+++ RECORDED DATA

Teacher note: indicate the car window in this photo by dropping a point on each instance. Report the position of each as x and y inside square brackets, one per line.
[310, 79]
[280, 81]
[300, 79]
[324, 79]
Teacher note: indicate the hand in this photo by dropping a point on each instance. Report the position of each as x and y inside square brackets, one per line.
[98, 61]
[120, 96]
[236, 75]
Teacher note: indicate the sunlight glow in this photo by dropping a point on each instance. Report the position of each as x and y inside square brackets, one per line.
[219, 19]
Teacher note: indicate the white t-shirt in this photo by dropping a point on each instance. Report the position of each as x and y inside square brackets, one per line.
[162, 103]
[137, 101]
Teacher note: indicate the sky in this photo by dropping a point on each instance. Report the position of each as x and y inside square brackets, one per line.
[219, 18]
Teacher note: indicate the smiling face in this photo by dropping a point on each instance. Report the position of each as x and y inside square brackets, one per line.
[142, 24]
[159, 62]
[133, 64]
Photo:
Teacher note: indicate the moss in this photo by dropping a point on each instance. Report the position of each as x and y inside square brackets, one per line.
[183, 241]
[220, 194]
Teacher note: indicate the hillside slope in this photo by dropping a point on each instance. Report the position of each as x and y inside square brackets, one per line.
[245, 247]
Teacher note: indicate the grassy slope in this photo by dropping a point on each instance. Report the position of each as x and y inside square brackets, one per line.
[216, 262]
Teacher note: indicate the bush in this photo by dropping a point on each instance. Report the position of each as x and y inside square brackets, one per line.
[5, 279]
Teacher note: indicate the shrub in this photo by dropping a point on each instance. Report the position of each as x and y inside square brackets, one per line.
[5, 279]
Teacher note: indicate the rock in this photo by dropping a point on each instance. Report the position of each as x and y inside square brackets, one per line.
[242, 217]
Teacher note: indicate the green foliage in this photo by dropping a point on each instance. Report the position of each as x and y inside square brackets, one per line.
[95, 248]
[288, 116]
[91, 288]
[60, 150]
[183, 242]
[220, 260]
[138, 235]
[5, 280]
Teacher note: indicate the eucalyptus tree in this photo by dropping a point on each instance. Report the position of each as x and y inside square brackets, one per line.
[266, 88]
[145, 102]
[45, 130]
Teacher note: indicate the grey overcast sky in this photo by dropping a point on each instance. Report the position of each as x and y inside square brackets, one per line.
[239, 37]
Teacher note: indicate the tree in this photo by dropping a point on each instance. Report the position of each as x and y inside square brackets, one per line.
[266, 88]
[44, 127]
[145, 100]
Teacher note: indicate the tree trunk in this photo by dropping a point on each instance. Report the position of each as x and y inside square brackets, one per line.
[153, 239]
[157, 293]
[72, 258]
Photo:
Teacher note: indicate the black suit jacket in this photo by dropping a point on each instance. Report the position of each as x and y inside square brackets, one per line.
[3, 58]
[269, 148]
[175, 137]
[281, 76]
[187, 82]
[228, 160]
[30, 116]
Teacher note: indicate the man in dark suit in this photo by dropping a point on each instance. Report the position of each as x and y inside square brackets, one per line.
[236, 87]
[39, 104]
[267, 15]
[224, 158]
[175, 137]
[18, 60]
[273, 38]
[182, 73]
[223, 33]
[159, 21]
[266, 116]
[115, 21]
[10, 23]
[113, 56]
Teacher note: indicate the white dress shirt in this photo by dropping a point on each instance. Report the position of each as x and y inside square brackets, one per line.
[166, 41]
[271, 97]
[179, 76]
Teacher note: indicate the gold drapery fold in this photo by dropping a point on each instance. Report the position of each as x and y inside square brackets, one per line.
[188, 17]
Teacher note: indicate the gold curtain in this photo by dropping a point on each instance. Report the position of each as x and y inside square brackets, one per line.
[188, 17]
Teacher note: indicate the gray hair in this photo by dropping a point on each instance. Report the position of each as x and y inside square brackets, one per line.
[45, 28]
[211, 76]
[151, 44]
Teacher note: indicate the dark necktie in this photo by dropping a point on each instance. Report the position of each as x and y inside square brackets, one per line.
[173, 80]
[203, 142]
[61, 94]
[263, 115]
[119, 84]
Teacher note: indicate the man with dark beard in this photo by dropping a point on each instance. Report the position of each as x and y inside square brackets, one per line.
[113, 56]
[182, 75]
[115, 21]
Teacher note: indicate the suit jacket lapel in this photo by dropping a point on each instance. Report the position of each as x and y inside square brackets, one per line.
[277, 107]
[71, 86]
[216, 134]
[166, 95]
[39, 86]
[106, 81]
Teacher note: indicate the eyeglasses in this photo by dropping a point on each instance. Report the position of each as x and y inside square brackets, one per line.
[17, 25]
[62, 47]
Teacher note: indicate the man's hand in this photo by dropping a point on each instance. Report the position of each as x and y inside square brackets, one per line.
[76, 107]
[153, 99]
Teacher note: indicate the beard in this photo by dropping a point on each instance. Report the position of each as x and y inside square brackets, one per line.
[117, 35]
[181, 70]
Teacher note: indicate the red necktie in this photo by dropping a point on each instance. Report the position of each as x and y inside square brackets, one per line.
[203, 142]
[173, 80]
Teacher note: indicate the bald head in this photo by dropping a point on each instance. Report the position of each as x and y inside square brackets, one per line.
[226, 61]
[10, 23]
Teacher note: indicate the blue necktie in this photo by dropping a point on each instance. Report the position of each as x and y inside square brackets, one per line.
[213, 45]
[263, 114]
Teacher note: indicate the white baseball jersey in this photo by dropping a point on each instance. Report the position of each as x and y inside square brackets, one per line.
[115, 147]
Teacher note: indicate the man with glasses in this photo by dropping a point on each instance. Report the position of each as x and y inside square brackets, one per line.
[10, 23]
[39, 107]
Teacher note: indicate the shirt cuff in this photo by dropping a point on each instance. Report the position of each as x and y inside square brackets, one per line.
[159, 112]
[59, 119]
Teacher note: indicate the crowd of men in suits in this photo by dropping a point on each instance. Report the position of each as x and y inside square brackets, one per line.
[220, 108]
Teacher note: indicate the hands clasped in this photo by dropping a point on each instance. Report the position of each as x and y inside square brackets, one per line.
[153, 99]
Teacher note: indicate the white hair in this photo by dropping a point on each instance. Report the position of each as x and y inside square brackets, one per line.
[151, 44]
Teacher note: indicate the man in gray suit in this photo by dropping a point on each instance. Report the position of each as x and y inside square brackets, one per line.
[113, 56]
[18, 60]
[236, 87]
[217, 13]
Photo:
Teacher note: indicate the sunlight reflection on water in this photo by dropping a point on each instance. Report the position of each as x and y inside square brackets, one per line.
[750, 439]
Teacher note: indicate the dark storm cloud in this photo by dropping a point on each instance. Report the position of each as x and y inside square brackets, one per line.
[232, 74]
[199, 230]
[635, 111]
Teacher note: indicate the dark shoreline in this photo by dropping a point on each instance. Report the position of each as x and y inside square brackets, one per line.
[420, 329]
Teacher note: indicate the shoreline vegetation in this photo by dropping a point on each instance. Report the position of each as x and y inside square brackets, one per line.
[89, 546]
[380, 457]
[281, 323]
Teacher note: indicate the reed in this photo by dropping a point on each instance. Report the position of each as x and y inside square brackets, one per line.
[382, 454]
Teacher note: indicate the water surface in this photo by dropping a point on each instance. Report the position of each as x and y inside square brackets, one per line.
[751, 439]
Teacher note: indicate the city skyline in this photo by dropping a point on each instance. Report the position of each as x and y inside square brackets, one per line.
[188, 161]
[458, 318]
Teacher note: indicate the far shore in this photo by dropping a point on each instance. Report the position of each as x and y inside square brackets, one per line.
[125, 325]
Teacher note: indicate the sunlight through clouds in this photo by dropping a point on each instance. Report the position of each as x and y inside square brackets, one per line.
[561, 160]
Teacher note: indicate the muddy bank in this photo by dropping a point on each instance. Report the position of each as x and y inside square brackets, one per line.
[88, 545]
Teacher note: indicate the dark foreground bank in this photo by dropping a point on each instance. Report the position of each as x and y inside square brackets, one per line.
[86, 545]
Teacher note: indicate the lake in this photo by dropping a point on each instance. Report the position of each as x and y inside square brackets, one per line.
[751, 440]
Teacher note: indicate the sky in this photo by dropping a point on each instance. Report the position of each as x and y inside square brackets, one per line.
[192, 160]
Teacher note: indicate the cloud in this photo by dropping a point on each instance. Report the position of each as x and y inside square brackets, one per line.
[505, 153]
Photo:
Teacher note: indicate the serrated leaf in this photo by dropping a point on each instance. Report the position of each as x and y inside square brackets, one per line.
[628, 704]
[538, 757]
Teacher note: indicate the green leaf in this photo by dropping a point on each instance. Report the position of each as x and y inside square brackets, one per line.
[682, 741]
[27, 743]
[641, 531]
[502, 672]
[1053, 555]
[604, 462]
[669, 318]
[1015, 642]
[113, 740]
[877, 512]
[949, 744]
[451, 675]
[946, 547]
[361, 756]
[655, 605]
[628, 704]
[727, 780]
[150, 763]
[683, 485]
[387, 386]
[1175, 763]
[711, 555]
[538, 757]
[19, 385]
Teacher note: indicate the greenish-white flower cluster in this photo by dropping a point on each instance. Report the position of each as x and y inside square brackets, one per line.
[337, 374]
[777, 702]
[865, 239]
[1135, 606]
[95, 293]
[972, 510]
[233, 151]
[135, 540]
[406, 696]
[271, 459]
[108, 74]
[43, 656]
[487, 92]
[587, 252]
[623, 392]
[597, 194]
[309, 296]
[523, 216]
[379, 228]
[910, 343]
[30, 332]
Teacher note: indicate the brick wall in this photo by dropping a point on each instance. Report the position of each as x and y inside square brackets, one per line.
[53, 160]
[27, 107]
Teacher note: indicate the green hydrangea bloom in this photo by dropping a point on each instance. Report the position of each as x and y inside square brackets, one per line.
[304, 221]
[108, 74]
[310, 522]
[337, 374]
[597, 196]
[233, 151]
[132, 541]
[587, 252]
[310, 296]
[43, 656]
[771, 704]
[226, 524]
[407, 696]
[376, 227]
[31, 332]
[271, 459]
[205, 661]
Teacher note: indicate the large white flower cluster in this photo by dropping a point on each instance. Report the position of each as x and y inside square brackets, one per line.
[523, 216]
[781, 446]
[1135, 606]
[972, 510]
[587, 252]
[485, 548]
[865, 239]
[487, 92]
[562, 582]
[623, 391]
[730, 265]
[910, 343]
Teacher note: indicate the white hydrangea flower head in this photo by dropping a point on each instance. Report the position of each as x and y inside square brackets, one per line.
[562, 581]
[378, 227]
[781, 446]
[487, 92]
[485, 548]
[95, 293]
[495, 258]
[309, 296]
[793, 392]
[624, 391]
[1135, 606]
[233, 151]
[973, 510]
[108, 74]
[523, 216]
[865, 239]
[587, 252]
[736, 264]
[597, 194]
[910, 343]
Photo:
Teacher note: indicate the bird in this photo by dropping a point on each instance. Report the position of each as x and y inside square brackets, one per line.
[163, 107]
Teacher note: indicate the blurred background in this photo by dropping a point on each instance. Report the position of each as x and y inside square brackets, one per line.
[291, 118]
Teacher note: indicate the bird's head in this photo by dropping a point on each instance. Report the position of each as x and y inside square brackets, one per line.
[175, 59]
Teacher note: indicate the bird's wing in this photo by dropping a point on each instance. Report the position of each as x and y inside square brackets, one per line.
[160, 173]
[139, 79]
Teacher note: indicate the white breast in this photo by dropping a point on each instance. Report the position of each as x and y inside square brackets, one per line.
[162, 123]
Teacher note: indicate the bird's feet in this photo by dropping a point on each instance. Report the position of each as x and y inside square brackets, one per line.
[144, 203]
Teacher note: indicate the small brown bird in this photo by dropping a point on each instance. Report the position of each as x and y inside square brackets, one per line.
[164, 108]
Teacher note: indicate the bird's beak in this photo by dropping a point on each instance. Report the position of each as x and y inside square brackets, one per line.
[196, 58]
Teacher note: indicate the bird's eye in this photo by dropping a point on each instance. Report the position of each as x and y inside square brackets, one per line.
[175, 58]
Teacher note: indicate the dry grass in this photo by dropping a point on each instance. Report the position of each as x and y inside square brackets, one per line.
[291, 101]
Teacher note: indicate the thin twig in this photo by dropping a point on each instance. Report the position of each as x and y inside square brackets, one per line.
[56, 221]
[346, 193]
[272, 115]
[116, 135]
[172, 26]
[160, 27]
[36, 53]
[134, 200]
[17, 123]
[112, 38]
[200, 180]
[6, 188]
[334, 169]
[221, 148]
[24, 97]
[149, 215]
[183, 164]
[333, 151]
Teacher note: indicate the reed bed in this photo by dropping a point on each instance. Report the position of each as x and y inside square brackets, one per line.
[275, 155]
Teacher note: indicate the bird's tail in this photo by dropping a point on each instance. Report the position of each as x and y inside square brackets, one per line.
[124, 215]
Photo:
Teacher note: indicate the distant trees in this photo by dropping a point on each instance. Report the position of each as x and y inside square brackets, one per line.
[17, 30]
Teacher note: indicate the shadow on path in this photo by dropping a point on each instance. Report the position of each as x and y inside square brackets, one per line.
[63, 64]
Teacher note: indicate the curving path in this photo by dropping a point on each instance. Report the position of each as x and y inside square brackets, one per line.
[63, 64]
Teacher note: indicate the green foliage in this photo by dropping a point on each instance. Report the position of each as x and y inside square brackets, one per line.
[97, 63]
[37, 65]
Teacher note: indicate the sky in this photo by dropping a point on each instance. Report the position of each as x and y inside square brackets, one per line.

++++++

Print from the line containing "Teacher note: indicate the shadow" to the last line above, exactly as written.

Teacher note: indicate the shadow on path in this photo by dropping a point on each instance. Report the position of each as x and y inside square brackets, one per line.
[63, 64]
Teacher note: indicate the curving path in this photo by dropping a point on each instance. Report the position of each as x and y inside square brackets, one per line.
[63, 64]
Teacher note: indicate the green foliage in this photo by dropping a point on each instance. Report the position of each as x and y inside square brackets, one per line.
[97, 63]
[37, 65]
Teacher note: indicate the sky in this photo by dropping a point on each instance. Report the position of each as x and y inside square brackets, one per line.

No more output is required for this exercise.